* Проверьте себя *
[1] Верните дословно фрагмент письма, начиная со слов "Сегодня утром приехал" и заканчивая словами "очень симпатичный старик.".
[2] Определите, соответствуют ли письму следующие утверждения, и для каждого ответьте «да» или «нет», приведя точную цитату из письма: (a) утром в день написания письма был мороз; (b) генерал Газенкампф приехал поездом; (c) Газенкампф оставил губернаторство из-за смерти жены.

* Текст письма *
++++++++

27-го сентября 1903 г., Саратов
Желанная, сегодня утром мороз, а сейчас идет снег. Меня Тимрот утешает тем, что это признак того, что будет хороший октябрь. Дай-то Бог! Я все думаю о наших птенчиках и опять был в доме, чтобы подгонять работу. В понедельник прикажу замазывать рамы, не дожидаясь оконных приборов. Боюсь, что будет пахнуть краскою в детских. Только бы мне самому туда переехать, чтобы следить за топкою и подгонять рабочих.
Сегодня утром приехал ко мне с парохода генерал Газенкампф — астраханский губернатор, назначенный членом Военного совета. Он оставил губернаторство, так как умерла его жена и он не мог переносить той обстановки, в которой жил с нею. Дутик, не умирай! Я так хочу с Тобою жить и целовать Тебя. Этого Газенкампфа, конечно, знал Папа, он очень симпатичный старик.

++++++++

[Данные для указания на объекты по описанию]
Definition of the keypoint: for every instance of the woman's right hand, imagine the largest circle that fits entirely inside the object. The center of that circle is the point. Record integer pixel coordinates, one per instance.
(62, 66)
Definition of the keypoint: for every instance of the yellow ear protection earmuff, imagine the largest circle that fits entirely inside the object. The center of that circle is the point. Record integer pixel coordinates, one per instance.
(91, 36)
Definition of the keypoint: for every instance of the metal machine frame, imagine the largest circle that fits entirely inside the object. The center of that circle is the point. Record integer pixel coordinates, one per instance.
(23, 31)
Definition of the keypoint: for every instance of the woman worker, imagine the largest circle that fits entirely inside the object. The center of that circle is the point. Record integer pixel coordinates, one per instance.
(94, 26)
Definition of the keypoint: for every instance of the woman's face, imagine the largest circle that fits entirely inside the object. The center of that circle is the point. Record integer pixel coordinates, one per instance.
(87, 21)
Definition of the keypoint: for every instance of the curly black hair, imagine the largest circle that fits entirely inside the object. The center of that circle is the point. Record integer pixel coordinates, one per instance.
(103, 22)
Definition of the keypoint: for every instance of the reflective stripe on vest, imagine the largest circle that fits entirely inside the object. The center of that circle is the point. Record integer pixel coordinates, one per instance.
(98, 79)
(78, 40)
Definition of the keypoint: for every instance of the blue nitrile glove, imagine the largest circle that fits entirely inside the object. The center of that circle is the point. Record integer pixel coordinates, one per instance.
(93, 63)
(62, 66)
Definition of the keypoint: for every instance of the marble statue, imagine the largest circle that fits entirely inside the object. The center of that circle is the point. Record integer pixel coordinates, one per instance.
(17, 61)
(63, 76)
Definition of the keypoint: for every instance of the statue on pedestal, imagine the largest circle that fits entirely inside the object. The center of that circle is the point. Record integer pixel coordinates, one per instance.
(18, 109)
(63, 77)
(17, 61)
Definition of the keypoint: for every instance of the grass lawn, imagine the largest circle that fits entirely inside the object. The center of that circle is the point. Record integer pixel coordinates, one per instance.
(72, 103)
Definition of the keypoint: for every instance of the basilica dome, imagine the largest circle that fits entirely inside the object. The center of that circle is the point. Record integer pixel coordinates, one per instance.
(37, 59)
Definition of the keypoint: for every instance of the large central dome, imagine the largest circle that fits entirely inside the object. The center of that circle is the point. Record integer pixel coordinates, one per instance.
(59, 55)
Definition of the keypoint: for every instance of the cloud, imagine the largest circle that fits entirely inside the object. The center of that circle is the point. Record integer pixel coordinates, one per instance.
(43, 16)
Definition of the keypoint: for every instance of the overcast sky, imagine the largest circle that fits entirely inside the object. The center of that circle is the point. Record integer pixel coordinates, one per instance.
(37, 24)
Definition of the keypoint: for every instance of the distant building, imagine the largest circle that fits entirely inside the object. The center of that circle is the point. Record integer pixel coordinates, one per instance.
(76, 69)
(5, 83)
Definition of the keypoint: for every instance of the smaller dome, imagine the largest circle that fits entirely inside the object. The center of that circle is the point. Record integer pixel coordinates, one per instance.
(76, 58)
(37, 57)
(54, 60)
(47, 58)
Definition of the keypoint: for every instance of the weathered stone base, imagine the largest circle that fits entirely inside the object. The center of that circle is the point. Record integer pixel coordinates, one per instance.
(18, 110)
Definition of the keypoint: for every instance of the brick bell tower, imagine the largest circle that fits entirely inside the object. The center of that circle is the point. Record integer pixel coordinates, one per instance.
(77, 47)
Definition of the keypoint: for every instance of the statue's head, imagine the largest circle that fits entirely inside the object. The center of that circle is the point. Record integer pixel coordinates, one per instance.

++++++++

* Ответы *
[1]
Сегодня утром приехал ко мне с парохода генерал Газенкампф — астраханский губернатор, назначенный членом Военного совета. Он оставил губернаторство, так как умерла его жена и он не мог переносить той обстановки, в которой жил с нею. Дутик, не умирай! Я так хочу с Тобою жить и целовать Тебя. Этого Газенкампфа, конечно, знал Папа, он очень симпатичный старик.

[2]
(a) Да: «сегодня утром мороз».
(b) Нет: «приехал ко мне с парохода генерал Газенкампф».
(c) Да: «Он оставил губернаторство, так как умерла его жена».